■ **TESTO DI PARTENZA**:

-=-=-=-=-

Il fenomeno del Momentum
Il basso e l’alto, il verticale e l’orizzontale, i movimenti e il partito, la passione e il pragmatismo. Dalla tensione tra queste coppie concettuali nasce l’organizzazione che si propone come contrappeso ai ciclici tradimenti della rappresentanza
Quando chiesero a Margaret Thatcher quale fosse stato il maggior successo del suo periodo al governo, lei rispose: «Tony Blair e il New Labour». Era il 2002, Tony Blair era da poco stato eletto primo ministro per la seconda volta. Non serve entrare nel dettaglio di dieci anni di governo New Labour per comprendere il senso di questa affermazione. Ma bisogna cogliere la continuità ideologica e culturale tra il cambiamento egemonico avvenuto durante i governi Thatcher e il suo consolidamento sotto Blair: l’ingresso della logica di mercato in ogni ambito di governo, l’indebolimento dei sindacati per liberalizzare il mercato del lavoro, tagli al welfare accompagnati dalla violenta stigmatizzazione dei suoi parassiti e un imperialismo moralista volto ad affermare i valori di patria e democrazia. Ci sarebbe molto altro di cui parlare si pensi alle ripercussioni odierne del disastroso multiculturalismo blairiano, ma questa non è la sede per farlo.
È importante invece notare che dal 2015 l’elezione inaspettata di Jeremy Corbyn alla leadership del partito sembra aver messo in dubbio il triste mantra thatcheriano poi adottato anche Oltremanica da Gerhard Schröder: «There Is No Alternative». Corbyn, che si autodefinisce socialista democratico, nelle elezioni del 2017 ha portato il Labour al più grande incremento della sua parte del voto dal 1945, nonostante una stampa apertamente schierata contro di lui. Parte di questo successo è stato ascritto a Momentum, movimento-organizzazione nato nel 2015 per portare Corbyn al governo, democratizzare la struttura del Labour e far da ponte tra l’universo dei movimenti e della politica locale e quello del partito. Abbiamo intervistato Jon Lansman, il fondatore di Momentum, per parlare della sua evoluzione, del rapporto tra movimenti e partito, e della tensione tra organizzazioni verticali e istanze di orizzontalità.

-=-=-=-=-

■ **CONSEGNA**: Riporta con nome e cognome tutte le persone citate nel testo su Momentum.

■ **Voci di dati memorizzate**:
-=-=-=-=-

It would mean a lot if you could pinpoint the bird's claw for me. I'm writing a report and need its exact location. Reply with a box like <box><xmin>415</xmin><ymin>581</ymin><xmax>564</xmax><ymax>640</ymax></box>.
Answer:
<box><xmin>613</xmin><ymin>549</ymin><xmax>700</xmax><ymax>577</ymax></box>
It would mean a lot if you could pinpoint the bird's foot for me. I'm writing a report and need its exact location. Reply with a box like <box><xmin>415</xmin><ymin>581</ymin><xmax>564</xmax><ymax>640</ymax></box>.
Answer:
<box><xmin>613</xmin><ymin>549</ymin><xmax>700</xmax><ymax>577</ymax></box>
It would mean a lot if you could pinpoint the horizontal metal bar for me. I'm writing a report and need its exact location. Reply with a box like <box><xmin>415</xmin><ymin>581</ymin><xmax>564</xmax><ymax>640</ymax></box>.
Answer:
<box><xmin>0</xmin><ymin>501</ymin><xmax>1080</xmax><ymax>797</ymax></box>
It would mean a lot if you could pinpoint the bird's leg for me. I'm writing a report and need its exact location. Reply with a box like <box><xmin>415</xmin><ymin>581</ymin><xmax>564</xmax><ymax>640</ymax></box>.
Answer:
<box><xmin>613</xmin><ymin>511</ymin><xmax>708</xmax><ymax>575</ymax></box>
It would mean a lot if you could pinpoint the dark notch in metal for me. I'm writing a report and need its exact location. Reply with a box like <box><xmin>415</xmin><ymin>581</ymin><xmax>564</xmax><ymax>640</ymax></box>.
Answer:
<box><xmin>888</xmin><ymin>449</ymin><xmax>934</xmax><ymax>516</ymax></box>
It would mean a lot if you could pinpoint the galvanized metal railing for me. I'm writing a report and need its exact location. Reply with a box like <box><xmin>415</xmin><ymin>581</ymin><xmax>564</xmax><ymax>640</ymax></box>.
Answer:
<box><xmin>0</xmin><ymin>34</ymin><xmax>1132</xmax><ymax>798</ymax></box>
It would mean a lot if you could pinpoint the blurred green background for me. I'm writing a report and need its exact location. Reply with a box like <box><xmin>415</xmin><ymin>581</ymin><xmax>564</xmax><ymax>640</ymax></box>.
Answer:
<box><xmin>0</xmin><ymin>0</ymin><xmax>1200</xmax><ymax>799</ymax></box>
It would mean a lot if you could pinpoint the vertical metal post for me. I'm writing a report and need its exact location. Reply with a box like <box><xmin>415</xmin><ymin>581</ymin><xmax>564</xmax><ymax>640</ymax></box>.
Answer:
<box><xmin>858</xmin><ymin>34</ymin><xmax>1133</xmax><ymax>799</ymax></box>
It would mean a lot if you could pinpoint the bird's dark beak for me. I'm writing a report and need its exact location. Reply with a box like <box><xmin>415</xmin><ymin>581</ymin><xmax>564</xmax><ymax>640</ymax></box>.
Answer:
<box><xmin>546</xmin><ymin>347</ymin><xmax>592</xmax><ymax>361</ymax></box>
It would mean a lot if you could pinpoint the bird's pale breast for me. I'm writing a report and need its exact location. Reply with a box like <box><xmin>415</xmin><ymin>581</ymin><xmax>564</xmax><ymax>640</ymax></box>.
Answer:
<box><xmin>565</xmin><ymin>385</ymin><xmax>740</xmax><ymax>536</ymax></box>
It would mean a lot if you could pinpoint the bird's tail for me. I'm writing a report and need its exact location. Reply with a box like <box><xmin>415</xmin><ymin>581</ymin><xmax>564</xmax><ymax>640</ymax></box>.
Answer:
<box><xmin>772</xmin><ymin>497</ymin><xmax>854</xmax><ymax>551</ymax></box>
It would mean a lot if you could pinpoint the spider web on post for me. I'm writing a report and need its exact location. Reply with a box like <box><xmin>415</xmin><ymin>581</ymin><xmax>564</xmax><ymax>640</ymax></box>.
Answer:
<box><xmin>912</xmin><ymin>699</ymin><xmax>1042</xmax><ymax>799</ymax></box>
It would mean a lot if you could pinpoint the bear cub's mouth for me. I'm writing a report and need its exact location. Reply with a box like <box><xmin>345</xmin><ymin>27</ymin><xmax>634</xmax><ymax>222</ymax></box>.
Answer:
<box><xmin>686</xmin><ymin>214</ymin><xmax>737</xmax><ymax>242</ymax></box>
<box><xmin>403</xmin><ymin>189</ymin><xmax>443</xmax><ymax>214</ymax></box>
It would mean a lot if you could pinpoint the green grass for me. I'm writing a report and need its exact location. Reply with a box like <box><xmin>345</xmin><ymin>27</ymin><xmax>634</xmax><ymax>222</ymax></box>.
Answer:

-=-=-=-=-

■ **SOLUZIONE**:
Margaret Thatcher
Tony Blair
Gerhard Schröder
Jeremy Corbyn
Jon Lansman